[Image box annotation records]
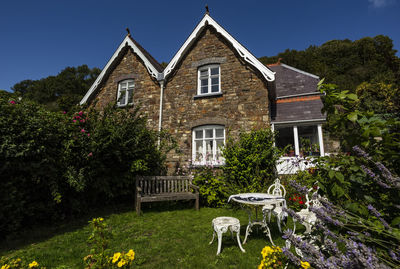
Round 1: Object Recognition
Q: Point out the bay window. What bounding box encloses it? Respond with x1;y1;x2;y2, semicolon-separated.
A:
192;125;225;165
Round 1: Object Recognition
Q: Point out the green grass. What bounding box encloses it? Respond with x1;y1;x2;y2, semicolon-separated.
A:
0;202;300;268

WHAT IS REQUIRED
Rewrite all of the material above with "bounding box" changed to "rectangle" at every occurrence and nothing else altered. Omit the pictures from your answer.

ANSWER FOR THIS EXERCISE
Round 1: Object Recognition
Q: Point out the bay window. What rectangle encloses it? Respond with x1;y1;x2;y2, semicolon-separated.
A:
192;125;225;165
Round 1: Object Recognition
Q: Point out the green grass. What rectangle encloses it? Respond with x1;y1;x2;y2, semicolon-separated.
A:
0;202;300;268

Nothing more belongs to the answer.